### Exercise data

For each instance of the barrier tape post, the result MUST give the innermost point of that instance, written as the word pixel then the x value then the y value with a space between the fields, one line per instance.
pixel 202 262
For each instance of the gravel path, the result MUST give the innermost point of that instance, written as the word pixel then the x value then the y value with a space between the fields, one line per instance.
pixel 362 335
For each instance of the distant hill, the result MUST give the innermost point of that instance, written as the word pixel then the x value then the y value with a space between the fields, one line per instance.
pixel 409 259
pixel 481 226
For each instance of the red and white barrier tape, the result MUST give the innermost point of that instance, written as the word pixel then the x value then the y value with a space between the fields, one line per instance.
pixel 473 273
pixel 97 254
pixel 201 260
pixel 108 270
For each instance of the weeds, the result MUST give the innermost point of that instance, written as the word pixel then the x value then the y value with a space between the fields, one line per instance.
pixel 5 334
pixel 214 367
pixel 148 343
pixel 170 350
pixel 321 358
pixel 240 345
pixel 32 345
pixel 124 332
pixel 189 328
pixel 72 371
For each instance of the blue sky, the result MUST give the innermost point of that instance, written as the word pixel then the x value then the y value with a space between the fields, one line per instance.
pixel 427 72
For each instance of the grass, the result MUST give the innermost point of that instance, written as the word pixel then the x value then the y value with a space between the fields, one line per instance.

### What is being asked
Recast the material above as a numbered list, starting with the line that contains "For each instance of the distant" and running through the final line, inclusive. Omit any blank lines.

### Correct result
1. For each instance of the distant hill, the result MUST give the innermost point of that instance, written as the word pixel then the x value then the y value with a space between the fields, one line per instance.
2. pixel 409 259
3. pixel 481 226
4. For each instance of the red and white barrier tape, the result MUST give the innermost point of that instance, written as the word pixel then the x value then the y value with a space between the fields, one line per instance.
5. pixel 473 273
6. pixel 97 254
7. pixel 201 260
8. pixel 108 270
9. For each instance of the weeds, the result MUST give the innermost point of that instance, written as the word pixel then the x value then the y value with a space between the fields, one line per instance.
10. pixel 5 334
11. pixel 214 367
12. pixel 148 343
13. pixel 170 350
14. pixel 321 358
15. pixel 240 345
16. pixel 32 345
17. pixel 124 332
18. pixel 189 328
19. pixel 72 371
20. For each instance of the blue sky, the result MUST give the innermost point of that instance, written as the word pixel then the x value then the y value with a space between the fields, one line per instance.
21. pixel 427 72
22. For each instance of the grass, the result MUST give the innermost point of that instance, written as the word pixel then the x value then the y value with a space between the fields, one line per instance.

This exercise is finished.